> [AUFGABENSTELLUNG 1] Formatiere die Zeilen der Einträge als nummerierte Liste und lass leere Zeilen dabei weg.

> [TEXTAUSZUG]
################

Ich sagte bereits, die Realschule plus kann mit einer Fachoberschule verbunden sein. Wir wollen gerade mit diesem Angebot auch dem steigenden Fachkräftebedarf und der Notwendigkeit nach möglichst gut qualifizierten jungen Menschen Rechnung tragen. Wir wollen uns neben der allgemeinen Berufsorientierung in der Realschule plus mit dem Projekt „Keiner ohne Abschluss“ ganz besonders den schwächsten Schülerinnen und Schülern zuwenden. Wenn dieser Tage immer gesagt wird, die Frühförderung müsse sehr viel früher ansetzen als in einem eventuellen 10. Schuljahr, so kann ich Ihnen versprechen, sie wird sehr viel früher ansetzen. Aber dennoch, diejenigen, die es nach neun Schuljahren nicht schaffen, brauchen ebenfalls eine Chance, und diese Chance geben wir ihnen mit diesem Projekt.

(Beifall der SPD)

Wir haben im Rahmen des Schulgesetzes eine Reihe weiterer Änderungen vorgesehen, nämlich die Stärkung kleiner Grundschulen – darauf bin ich schon eingegangen –, die Sicherstellung des Diskriminierungsschutzes für Schülerinnen und Schüler, die Erweiterung des Bildungsauftrags der Schule und die Erziehung zur Übernahme von Ehrenämtern, was ebenfalls ein Anliegen dieses Hauses ist, ebenso wie die Schaffung einer gemeinsamen Vertretung für Schülerinnen und Schüler über die Schularten hinweg. Wir haben ebenso die Verankerung der AQS sowie eine Stärkung der Stellung des Landeselternbeirates vorgesehen.

################

> [GEGEBENE INFORMATIONEN]
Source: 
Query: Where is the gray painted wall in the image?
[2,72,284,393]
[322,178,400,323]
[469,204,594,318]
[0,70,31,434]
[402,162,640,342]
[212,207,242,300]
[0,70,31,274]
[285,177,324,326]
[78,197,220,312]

################

> [AUFGABENSTELLUNG 2] Tippe aus dem Textauszug den Abschnitt von „Ich sagte bereits, die“ bis „mit diesem Projekt.“ wortgetreu ab.

> [SCHRIFTLICHE ANTWORT 1]
1. Source: 
2. Query: Where is the gray painted wall in the image?
3. [2,72,284,393]
4. [322,178,400,323]
5. [469,204,594,318]
6. [0,70,31,434]
7. [402,162,640,342]
8. [212,207,242,300]
9. [0,70,31,274]
10. [285,177,324,326]
11. [78,197,220,312]

> [SCHRIFTLICHE ANTWORT 2]
Ich sagte bereits, die Realschule plus kann mit einer Fachoberschule verbunden sein. Wir wollen gerade mit diesem Angebot auch dem steigenden Fachkräftebedarf und der Notwendigkeit nach möglichst gut qualifizierten jungen Menschen Rechnung tragen. Wir wollen uns neben der allgemeinen Berufsorientierung in der Realschule plus mit dem Projekt „Keiner ohne Abschluss“ ganz besonders den schwächsten Schülerinnen und Schülern zuwenden. Wenn dieser Tage immer gesagt wird, die Frühförderung müsse sehr viel früher ansetzen als in einem eventuellen 10. Schuljahr, so kann ich Ihnen versprechen, sie wird sehr viel früher ansetzen. Aber dennoch, diejenigen, die es nach neun Schuljahren nicht schaffen, brauchen ebenfalls eine Chance, und diese Chance geben wir ihnen mit diesem Projekt.